# START OF Passage shown
The ship on which Harry was being transported, the Kachidoki Maru, was built in 1920 as a combined passenger and cargo vessel for the United States Shipping Board at New York Shipbuilding Corporation, Camden, New Jersey. Originally called Wolverine State, she was renamed President Harrison in 1922 and, after a year operating around the Americas, was transferred to the Dollar Steamship Lines and sailed on their round-the-world passenger service.
In 1941, the ship was requisitioned by the United States Navy and, in late November was used to evacuate the 4th US Marines from Shanghai (which was under Japanese occupation since the 1937 Battle of Shanghai). Having transported them to the Philippines, she was sent in early December to Chingwangtao (near modern-day Beijing) to pick up about 300 Marines of the Peking and Tientsin Legation Guards plus some 1400 tons of equipment for return to Manila.
In the early hours of 8 December 1941, when the President Harrison was passing Shanghai, it received a signal about the attack on Pearl Harbor and the state of war that thus existed between Japan and the USA. By mid-morning, the ship was being pursued by a Japanese vessel and harried by aircraft. Later that day, the President Harrison's master, Captain Orel Pierson, deliberately ran the ship aground on Shaweishan Island at 16 knots to rip her bottom out and deny her use to the Japanese. While the impact ripped a hole 90 feet long, the ship did not sink before settling on a nearby mudbank. The crew were taken prisoners of war. The Japanese made the President Harrison seaworthy again and took her to Shanghai for repairs to the hull. Eventually renamed the Kachidoki Maru, the ship was then used by the Japanese for the transport of both people and cargo as part of their overall military operations.
# END OF Passage shown
# START OF Information provided
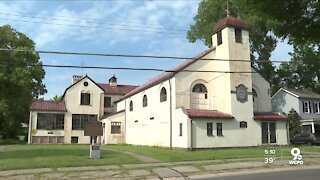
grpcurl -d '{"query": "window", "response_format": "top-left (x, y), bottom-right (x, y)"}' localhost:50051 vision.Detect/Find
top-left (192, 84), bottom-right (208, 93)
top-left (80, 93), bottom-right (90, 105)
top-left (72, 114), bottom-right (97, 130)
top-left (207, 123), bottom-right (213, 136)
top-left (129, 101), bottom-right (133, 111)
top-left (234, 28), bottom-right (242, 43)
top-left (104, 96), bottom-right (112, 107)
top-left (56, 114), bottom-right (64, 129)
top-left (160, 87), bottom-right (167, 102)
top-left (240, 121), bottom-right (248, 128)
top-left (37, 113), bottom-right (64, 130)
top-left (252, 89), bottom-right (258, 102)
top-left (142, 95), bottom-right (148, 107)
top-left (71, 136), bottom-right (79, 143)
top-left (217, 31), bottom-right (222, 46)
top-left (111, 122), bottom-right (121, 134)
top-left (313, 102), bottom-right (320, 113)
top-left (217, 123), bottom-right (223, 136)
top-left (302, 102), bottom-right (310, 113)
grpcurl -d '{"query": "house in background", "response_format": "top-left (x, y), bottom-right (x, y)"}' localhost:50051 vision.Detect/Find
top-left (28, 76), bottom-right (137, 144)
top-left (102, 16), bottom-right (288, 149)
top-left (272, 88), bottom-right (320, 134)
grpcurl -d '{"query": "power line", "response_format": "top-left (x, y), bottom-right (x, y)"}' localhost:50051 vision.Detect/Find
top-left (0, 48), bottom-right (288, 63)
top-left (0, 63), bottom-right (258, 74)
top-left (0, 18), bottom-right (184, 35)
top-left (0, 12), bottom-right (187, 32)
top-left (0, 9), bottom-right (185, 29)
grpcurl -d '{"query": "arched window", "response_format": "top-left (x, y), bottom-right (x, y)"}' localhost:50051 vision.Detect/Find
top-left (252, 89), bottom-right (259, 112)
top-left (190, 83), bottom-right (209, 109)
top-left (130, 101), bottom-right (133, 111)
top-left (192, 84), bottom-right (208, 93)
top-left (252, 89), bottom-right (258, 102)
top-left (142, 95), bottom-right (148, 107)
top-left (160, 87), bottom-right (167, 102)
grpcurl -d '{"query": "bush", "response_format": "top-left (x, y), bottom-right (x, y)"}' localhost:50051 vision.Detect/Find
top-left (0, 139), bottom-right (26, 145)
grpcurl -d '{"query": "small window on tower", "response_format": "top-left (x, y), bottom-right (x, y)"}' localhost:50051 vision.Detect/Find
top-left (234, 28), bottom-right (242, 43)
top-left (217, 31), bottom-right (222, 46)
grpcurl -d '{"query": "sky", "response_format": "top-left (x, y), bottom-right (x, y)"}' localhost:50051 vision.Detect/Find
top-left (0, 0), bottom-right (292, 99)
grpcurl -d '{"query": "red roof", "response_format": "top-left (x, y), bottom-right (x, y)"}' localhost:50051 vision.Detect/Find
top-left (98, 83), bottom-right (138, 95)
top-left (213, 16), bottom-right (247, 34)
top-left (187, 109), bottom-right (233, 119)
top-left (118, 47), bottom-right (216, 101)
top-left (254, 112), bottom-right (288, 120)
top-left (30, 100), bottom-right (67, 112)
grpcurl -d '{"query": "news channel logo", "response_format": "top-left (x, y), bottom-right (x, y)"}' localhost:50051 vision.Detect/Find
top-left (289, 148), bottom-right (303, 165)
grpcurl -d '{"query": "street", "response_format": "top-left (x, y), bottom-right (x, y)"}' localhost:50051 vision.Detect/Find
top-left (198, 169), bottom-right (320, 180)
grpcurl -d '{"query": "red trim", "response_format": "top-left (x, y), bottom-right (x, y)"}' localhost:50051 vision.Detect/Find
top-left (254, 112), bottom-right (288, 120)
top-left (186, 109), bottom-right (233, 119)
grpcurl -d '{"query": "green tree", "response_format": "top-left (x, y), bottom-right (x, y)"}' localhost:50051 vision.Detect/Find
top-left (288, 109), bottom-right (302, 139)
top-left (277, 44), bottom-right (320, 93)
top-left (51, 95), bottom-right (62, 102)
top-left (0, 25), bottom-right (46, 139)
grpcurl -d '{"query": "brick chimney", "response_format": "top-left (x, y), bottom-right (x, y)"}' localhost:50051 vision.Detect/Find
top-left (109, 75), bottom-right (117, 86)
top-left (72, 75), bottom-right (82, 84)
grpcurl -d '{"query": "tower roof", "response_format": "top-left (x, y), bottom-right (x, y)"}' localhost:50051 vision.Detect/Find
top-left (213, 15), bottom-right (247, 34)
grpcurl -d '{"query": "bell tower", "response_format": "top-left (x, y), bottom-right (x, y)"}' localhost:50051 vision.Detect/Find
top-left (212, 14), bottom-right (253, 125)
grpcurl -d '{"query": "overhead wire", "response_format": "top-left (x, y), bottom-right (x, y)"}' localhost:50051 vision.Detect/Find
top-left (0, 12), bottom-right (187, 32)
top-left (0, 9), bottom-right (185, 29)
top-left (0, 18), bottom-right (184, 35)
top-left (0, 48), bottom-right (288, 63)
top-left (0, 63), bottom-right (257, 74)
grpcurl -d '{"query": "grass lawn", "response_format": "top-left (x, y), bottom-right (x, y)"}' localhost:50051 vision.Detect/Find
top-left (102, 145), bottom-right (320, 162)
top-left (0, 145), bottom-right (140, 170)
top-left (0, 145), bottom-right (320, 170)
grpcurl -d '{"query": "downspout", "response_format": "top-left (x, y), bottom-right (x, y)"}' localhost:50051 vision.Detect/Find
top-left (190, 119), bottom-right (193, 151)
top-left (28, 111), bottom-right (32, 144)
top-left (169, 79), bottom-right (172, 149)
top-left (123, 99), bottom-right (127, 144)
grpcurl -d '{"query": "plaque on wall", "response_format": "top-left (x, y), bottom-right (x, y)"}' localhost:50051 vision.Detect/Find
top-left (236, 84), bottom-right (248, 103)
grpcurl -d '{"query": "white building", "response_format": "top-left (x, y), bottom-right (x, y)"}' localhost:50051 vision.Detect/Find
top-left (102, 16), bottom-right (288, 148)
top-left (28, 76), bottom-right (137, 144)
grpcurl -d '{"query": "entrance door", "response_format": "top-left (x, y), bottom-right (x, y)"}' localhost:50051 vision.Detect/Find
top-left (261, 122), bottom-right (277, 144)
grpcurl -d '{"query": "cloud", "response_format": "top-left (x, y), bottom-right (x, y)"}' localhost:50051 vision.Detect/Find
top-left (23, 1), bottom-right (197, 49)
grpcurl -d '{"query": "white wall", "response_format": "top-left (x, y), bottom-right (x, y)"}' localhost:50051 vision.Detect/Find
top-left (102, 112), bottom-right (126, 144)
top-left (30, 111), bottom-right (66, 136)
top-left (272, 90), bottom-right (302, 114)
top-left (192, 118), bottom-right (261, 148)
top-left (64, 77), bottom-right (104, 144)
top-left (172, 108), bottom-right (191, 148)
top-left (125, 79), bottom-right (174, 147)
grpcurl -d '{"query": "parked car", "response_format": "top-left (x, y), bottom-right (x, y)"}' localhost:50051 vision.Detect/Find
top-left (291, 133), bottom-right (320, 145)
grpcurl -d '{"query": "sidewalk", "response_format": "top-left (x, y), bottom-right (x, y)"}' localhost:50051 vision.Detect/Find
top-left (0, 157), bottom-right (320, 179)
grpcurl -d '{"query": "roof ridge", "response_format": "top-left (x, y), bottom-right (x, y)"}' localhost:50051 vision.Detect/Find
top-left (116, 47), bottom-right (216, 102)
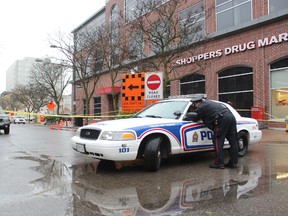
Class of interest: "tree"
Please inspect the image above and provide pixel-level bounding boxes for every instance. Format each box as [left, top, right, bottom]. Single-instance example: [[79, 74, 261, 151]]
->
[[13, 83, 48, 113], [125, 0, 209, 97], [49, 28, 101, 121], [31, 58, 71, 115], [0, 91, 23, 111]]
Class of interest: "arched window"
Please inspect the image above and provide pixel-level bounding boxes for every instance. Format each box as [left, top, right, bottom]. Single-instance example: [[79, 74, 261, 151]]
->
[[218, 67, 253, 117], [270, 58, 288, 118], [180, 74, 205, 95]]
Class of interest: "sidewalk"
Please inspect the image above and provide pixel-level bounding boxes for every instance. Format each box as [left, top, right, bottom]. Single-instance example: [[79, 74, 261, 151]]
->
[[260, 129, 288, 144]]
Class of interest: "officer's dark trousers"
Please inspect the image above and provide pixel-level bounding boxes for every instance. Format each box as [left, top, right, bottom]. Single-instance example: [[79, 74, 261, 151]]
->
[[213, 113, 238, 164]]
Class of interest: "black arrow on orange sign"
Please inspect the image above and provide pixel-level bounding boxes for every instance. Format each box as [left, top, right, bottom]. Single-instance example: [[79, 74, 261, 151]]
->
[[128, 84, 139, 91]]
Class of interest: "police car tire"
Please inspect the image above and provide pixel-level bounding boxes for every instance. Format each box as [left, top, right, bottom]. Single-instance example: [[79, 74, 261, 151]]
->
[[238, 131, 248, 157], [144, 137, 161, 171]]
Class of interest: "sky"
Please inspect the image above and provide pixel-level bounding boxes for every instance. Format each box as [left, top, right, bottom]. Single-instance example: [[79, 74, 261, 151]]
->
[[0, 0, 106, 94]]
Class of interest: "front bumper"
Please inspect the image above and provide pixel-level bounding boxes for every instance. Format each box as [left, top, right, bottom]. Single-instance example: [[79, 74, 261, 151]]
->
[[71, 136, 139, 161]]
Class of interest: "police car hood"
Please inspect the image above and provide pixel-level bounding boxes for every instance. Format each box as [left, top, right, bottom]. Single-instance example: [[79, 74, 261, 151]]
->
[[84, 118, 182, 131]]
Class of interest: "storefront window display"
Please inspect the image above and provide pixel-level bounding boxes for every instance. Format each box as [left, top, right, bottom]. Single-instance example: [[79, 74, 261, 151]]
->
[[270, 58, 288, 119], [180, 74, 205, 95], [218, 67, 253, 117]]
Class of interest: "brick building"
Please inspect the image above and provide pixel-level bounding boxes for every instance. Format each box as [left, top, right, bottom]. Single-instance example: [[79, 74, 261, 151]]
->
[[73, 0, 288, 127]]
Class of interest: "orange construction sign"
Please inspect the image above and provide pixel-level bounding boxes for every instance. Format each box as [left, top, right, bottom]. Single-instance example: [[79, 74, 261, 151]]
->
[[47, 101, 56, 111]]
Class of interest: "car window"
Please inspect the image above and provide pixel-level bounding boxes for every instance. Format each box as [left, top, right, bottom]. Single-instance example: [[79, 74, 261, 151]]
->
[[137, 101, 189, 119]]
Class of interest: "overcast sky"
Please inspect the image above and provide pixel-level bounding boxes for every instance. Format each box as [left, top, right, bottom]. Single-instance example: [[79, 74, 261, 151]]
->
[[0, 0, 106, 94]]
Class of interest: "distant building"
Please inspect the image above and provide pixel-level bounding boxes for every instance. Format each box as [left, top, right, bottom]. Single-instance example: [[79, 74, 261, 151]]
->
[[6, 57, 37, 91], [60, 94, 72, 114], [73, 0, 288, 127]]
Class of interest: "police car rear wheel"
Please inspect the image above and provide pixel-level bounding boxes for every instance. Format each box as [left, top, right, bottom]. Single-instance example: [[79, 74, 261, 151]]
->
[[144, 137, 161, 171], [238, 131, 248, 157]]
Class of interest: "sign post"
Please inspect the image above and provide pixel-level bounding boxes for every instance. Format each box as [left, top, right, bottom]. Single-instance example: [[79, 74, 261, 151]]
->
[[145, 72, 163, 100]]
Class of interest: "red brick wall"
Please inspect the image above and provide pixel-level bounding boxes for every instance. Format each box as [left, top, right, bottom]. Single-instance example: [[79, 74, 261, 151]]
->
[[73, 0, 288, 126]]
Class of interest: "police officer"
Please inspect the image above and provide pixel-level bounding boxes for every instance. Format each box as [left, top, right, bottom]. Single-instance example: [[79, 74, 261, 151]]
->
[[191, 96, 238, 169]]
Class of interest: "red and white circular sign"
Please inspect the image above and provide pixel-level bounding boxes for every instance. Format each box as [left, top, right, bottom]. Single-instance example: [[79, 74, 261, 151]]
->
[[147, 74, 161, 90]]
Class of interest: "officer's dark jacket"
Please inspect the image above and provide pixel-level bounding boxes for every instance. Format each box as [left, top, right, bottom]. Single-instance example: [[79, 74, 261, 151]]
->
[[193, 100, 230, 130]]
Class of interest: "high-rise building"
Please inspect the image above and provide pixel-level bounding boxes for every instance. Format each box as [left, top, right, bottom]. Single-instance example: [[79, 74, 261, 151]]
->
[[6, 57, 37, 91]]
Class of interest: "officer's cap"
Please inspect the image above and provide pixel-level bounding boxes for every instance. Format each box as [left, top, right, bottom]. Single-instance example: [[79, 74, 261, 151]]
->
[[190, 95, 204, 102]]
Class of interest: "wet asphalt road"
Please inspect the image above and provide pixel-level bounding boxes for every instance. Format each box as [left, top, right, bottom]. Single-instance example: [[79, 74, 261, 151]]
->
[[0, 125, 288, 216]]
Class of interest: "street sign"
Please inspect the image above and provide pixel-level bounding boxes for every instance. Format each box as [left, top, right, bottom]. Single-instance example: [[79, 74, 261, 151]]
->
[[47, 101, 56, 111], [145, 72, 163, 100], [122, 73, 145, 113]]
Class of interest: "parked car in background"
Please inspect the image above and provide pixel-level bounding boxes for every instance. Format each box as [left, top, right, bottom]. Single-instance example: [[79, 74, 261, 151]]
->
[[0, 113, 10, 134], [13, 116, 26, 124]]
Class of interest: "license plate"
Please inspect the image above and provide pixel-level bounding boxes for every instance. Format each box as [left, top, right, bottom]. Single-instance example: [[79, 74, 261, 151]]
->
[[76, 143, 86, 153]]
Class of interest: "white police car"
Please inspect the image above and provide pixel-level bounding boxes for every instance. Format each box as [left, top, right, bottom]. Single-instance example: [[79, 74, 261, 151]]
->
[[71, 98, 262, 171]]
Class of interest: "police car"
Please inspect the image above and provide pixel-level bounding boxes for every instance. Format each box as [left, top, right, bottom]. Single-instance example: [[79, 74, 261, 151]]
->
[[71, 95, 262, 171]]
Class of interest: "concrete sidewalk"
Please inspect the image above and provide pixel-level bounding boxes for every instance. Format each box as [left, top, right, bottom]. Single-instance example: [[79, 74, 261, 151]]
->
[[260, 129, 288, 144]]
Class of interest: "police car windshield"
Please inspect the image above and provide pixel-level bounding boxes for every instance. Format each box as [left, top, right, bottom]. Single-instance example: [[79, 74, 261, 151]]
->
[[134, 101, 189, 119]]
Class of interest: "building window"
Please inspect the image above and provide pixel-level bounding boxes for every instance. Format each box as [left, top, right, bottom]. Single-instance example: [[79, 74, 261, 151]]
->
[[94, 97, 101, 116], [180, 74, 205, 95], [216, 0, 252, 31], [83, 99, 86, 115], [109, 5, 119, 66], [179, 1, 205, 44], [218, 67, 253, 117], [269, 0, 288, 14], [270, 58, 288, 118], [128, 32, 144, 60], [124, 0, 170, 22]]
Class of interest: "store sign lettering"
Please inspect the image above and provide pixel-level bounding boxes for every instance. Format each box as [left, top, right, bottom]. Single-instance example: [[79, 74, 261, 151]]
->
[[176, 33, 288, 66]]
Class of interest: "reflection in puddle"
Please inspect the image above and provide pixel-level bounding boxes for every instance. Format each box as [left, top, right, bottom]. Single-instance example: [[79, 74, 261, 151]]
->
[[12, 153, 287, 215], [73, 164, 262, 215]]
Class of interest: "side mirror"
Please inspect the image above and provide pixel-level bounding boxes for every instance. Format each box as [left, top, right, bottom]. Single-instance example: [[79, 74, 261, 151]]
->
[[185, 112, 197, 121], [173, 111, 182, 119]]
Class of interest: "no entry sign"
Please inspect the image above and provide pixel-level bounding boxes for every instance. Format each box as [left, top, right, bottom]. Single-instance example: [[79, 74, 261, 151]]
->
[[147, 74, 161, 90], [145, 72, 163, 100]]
# END OF Information provided
To be done:
A - In the ship history, in what year was the ship renamed President Harrison?
B - Rewrite the ship history between "The ship on" and "round-the-world passenger service.", inclusive, substituting "Great Lakes State" for "Wolverine State".
C - Proceed with the ship history from its last sentence.
The entries are separate material, unrelated to the ship history.

Answers provided:
A - 1922

B -
The ship on which Harry was being transported, the Kachidoki Maru, was built in 1920 as a combined passenger and cargo vessel for the United States Shipping Board at New York Shipbuilding Corporation, Camden, New Jersey. Originally called Great Lakes State, she was renamed President Harrison in 1922 and, after a year operating around the Americas, was transferred to the Dollar Steamship Lines and sailed on their round-the-world passenger service.

C -
The SS President Harrison as the Kachidoki Maru.
On 6 September, the Kachidoki Maru set sail from Singapore as part of convoy HI-72 bound for Japan. As well as PoWs, the ships were carrying important supplies for the Japanese war effort, including oil, rubber and bauxite, making the convoy a target for Allied attacks.
Late on 12 September 1944, when the convoy was in the Luzon Strait, it was attached a wolfpack consisting of three US submarines (Growler, Pampanito and Sealion). Presumably unaware of the PoWs on board, USS Pampanito (SS-383) torpedoed the Kachidoki Maru which led to its slow sinking. While over 500 PoWs and crew were picked up by the Japanese escorts, 431 PoWs - including Harry - 45 troops and 12 crewmen were killed. (Another ship in the convoy, Rakuyo Maru, was torpedoed by USS Sealion and sank with 1,159 PoWs killed.)
American submarines later returned to the area and rescued 159 survivors who gave the Allies the first eyewitness accounts about conditions in camps on the Thailand-Burma railway.
Harry is commemorated on the Singapore Memorial, which stands in the Kranji War Cemetery, some 13 miles north of the city of Singapore. This carries the names of over 24,000 casualties of Commonwealth WW2 land and air forces who have no known grave.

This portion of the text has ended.